ABOUT THIS TASK = Copy the records below character for character.

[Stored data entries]
-*-*-

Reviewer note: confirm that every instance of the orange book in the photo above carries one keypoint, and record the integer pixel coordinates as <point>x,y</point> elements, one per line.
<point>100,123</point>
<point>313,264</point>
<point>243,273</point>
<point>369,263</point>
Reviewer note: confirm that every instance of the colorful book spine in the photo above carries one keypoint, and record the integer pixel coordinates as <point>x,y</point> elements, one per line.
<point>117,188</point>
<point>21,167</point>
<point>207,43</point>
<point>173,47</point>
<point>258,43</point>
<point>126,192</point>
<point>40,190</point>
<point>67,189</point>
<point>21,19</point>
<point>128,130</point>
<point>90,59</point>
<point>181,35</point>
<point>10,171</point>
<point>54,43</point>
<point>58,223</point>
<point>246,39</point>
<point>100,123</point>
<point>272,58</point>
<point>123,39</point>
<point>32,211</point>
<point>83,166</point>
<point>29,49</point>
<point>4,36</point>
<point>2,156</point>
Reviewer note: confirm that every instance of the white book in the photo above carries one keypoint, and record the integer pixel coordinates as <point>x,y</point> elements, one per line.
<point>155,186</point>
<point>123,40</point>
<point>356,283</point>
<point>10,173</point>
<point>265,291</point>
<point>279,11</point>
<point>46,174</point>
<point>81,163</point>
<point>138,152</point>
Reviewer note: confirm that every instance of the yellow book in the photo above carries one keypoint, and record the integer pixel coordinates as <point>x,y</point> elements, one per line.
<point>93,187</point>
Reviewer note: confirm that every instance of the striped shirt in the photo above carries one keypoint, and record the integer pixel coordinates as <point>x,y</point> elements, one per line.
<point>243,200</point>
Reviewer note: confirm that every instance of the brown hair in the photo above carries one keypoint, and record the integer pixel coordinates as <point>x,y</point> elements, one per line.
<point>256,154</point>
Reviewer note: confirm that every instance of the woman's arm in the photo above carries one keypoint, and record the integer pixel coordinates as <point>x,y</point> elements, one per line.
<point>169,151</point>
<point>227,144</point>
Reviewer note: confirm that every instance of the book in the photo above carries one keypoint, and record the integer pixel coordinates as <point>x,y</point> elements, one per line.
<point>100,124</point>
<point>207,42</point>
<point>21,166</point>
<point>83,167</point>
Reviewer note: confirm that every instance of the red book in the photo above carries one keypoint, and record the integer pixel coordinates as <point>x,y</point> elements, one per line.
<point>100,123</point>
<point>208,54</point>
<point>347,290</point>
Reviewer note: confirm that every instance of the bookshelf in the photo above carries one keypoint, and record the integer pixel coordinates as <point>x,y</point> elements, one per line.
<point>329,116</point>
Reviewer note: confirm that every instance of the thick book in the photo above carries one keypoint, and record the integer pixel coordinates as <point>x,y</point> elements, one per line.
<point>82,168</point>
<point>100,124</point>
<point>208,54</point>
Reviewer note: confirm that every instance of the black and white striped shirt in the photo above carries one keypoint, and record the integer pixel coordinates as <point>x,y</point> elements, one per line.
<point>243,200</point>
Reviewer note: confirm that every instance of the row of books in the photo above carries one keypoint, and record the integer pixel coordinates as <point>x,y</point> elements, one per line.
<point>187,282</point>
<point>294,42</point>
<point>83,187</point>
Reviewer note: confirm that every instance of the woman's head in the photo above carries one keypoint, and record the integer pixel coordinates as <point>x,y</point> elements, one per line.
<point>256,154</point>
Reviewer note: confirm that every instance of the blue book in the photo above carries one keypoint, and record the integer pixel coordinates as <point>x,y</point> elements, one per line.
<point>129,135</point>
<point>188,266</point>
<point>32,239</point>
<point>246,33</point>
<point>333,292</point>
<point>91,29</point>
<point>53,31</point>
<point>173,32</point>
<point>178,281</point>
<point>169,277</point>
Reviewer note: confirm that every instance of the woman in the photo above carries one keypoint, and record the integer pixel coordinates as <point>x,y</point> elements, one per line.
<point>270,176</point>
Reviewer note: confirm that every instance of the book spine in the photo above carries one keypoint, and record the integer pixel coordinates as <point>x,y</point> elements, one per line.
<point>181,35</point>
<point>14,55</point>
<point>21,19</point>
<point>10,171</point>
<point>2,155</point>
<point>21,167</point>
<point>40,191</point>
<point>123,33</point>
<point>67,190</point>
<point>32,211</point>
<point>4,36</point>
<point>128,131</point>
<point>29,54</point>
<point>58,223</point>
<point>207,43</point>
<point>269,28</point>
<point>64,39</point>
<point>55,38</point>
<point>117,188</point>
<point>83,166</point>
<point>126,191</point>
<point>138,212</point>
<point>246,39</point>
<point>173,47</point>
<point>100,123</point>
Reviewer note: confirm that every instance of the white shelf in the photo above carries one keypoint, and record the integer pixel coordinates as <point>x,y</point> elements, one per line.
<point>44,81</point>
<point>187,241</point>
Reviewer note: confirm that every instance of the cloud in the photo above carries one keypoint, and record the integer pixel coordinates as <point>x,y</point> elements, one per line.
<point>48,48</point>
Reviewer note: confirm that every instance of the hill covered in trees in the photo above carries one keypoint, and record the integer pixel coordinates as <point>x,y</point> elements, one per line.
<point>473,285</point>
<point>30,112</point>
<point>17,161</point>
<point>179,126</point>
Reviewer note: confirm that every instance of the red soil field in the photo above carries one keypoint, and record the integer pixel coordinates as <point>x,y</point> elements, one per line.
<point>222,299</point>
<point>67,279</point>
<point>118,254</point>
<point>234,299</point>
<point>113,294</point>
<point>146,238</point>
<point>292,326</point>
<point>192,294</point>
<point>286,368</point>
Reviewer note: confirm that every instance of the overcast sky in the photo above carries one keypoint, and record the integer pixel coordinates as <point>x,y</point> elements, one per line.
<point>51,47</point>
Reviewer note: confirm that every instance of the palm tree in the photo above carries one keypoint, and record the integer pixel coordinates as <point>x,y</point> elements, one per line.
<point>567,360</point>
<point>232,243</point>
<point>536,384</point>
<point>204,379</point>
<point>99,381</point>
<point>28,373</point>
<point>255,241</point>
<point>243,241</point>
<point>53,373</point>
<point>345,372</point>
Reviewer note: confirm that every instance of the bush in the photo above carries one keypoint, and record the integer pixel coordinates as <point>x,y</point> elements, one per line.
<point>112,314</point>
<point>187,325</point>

-*-*-

RESULT OF THE TASK =
Reviewer note: confirm that every instance of the orange book in the photo above carries one keypoint, and record the integer pixel coordinates as <point>x,y</point> elements, one per line.
<point>100,123</point>
<point>313,264</point>
<point>243,273</point>
<point>369,263</point>
Reviewer note: confirm that every instance of the colorful book spine in the photo above carries one keypoint, and record the integer pixel coordinates as <point>x,y</point> elements, one per line.
<point>117,188</point>
<point>21,167</point>
<point>207,43</point>
<point>173,47</point>
<point>258,43</point>
<point>126,192</point>
<point>40,190</point>
<point>67,189</point>
<point>21,19</point>
<point>128,130</point>
<point>90,59</point>
<point>181,35</point>
<point>10,171</point>
<point>54,43</point>
<point>58,223</point>
<point>246,39</point>
<point>100,123</point>
<point>272,58</point>
<point>123,39</point>
<point>32,211</point>
<point>83,166</point>
<point>29,49</point>
<point>4,36</point>
<point>2,156</point>
Reviewer note: confirm that every instance of the white book in the photo above carries one keypoint, and record the integer pixel coordinates as <point>x,y</point> elements, one per line.
<point>155,186</point>
<point>123,40</point>
<point>356,283</point>
<point>10,173</point>
<point>265,291</point>
<point>279,11</point>
<point>46,174</point>
<point>81,163</point>
<point>138,152</point>
Reviewer note: confirm that every instance of the yellow book in the photo above carries one keypoint, and record the integer pixel coordinates as <point>x,y</point> elements, one per line.
<point>93,187</point>
Reviewer note: confirm that every instance of the striped shirt in the photo above carries one keypoint, and record the integer pixel coordinates as <point>x,y</point> elements, one per line.
<point>243,200</point>
Reviewer note: confirm that every instance of the brown hair in the photo above carries one keypoint, and record the integer pixel coordinates as <point>x,y</point> elements, one per line.
<point>256,154</point>
Reviewer note: confirm that every instance of the woman's arm in the photo above carries one keypoint, and record the integer pixel coordinates as <point>x,y</point> elements, one per line.
<point>169,151</point>
<point>227,144</point>
Reviewer note: confirm that every instance of the book in the photo above carries one keypoint, and record the integer pixel coordinates as <point>x,y</point> elements, one per line.
<point>100,124</point>
<point>207,42</point>
<point>21,166</point>
<point>83,167</point>
Reviewer note: confirm that every instance of the red book in the photo above carries one keypoint, and record the integer pixel coordinates as <point>x,y</point> elements, one per line.
<point>100,123</point>
<point>208,54</point>
<point>347,290</point>
Reviewer note: confirm that every instance of the bookshelf in the photo above carries one keypoint, and record the integer pixel coordinates as <point>x,y</point> elements, one per line.
<point>329,116</point>
Reviewer note: confirm that every instance of the thick book in the photo above carries one keypoint, and record the integer pixel coordinates as <point>x,y</point> elements, one per line.
<point>82,168</point>
<point>100,124</point>
<point>208,54</point>
Reviewer note: confirm that every instance of the black and white striped shirt in the photo above carries one keypoint, and record the integer pixel coordinates as <point>x,y</point> elements, one per line.
<point>243,200</point>
Reviewer note: confirm that every instance of the row of books in the photo above carries one keypoint, and record the integer pixel coordinates as <point>x,y</point> elements, one per line.
<point>187,282</point>
<point>294,42</point>
<point>83,187</point>
Reviewer note: confirm that every instance of the woman's head in the photo above carries one keypoint, and record the integer pixel coordinates as <point>x,y</point> elements, one per line.
<point>256,154</point>
Reviewer note: confirm that every instance of the blue book in the photo above carries one keypoint, and record the integer pixel coordinates as <point>x,y</point> elements, one per line.
<point>129,135</point>
<point>188,266</point>
<point>32,239</point>
<point>246,33</point>
<point>333,292</point>
<point>91,29</point>
<point>53,31</point>
<point>173,32</point>
<point>178,281</point>
<point>169,277</point>
Reviewer note: confirm that every instance of the woman in the photo above carries one keypoint, and record the integer pixel coordinates as <point>x,y</point> elements, one per line.
<point>270,176</point>
Reviewer note: confirm that every instance of the book spine in the photo above carries one keypoint, and record the integer pixel coordinates as <point>x,y</point> elements, one per line.
<point>181,35</point>
<point>14,55</point>
<point>21,19</point>
<point>10,171</point>
<point>2,155</point>
<point>21,167</point>
<point>40,191</point>
<point>123,33</point>
<point>67,190</point>
<point>32,211</point>
<point>4,36</point>
<point>128,131</point>
<point>29,54</point>
<point>58,223</point>
<point>207,43</point>
<point>269,28</point>
<point>64,39</point>
<point>55,38</point>
<point>117,188</point>
<point>83,166</point>
<point>126,191</point>
<point>138,212</point>
<point>246,39</point>
<point>173,47</point>
<point>100,123</point>
Reviewer note: confirm that every instance of the white shelf in the photo above carries one keypoint, and record the integer pixel coordinates as <point>x,y</point> elements, one per line.
<point>44,81</point>
<point>187,241</point>
Reviewer note: confirm that every instance of the cloud in the photo above carries one keypoint, and record the integer pixel coordinates as <point>x,y</point> elements, one per line.
<point>48,48</point>
Reviewer note: confirm that every instance of the hill covered in trees in the photo above carries one keypoint, and record the integer pixel coordinates as <point>x,y</point> elements, one per line.
<point>473,285</point>
<point>30,112</point>
<point>17,161</point>
<point>179,126</point>
Reviewer note: confirm that every instance of the red soil field in the photo above carries one keypoint, and record the integer pixel coordinates as <point>x,y</point> elements, one per line.
<point>222,299</point>
<point>67,279</point>
<point>118,254</point>
<point>234,299</point>
<point>113,294</point>
<point>146,238</point>
<point>292,326</point>
<point>192,294</point>
<point>286,368</point>
Reviewer note: confirm that every instance of the overcast sky in the photo above carries one keypoint, and record the integer pixel coordinates as <point>x,y</point> elements, one per line.
<point>51,47</point>
Reviewer note: confirm that every instance of the palm tree in the photo above carries one keypoint, and record the integer pixel coordinates as <point>x,y</point> elements, one per line.
<point>567,360</point>
<point>232,243</point>
<point>536,384</point>
<point>204,379</point>
<point>99,381</point>
<point>28,373</point>
<point>255,241</point>
<point>243,241</point>
<point>53,373</point>
<point>345,372</point>
Reviewer note: confirm that every instance of the bush in the photo above carries one keypoint, and record the integer pixel coordinates as <point>x,y</point> elements, one per line.
<point>112,314</point>
<point>187,325</point>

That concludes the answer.